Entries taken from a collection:
_ _ _

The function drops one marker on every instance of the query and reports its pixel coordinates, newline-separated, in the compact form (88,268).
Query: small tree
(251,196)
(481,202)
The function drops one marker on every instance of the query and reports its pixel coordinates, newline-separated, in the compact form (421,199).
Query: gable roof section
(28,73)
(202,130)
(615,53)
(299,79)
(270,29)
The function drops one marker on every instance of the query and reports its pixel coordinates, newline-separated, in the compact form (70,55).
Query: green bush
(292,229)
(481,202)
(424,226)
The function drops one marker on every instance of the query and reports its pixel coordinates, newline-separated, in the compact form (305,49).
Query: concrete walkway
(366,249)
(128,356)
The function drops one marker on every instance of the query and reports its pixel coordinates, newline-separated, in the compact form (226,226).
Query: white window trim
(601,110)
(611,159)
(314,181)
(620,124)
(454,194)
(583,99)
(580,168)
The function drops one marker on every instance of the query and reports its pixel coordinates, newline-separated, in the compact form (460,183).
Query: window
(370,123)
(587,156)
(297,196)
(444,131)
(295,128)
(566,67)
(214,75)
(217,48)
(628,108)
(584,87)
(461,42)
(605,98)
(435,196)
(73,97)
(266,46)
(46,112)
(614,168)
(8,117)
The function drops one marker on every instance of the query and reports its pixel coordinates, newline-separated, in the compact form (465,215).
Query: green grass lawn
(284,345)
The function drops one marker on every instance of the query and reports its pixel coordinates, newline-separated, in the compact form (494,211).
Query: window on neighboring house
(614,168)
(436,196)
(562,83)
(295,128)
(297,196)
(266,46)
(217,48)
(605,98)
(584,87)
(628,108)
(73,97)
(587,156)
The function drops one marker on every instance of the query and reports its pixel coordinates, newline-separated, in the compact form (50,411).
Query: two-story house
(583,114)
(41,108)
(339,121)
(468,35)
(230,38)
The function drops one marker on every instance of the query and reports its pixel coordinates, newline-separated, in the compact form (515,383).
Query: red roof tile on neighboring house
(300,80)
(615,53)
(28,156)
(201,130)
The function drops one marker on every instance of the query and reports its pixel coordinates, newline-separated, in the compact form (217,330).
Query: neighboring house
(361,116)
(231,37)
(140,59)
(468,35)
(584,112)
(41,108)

_ _ _

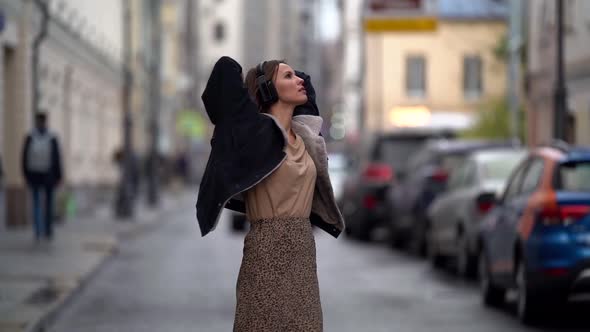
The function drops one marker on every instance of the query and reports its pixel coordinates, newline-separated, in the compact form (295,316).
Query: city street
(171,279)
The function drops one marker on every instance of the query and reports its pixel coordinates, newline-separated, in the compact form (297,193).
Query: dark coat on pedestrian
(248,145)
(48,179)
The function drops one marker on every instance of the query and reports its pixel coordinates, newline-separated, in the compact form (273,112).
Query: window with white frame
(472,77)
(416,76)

_ _ _

Your answer must consist solely of the lines above between the line holding "compact form (50,411)." and the line holding "compact form (217,330).", inclusive, copied exactly.

Solution for this problem:
The function drops one marker on every instance of the query and reports its pixel coordinates, newline-separated, in the compact form (50,411).
Query: two-story house
(583,114)
(41,108)
(339,121)
(468,35)
(230,38)
The function drops one marker on every instance of the query and reports its pixel coordinates, newline-separated, in the compact form (515,383).
Query: red roof tile on neighboring house
(300,80)
(615,53)
(28,156)
(201,130)
The function drops one marker on every instance of the query and reports its pixel coordinates, newline-separated, in the compact form (217,330).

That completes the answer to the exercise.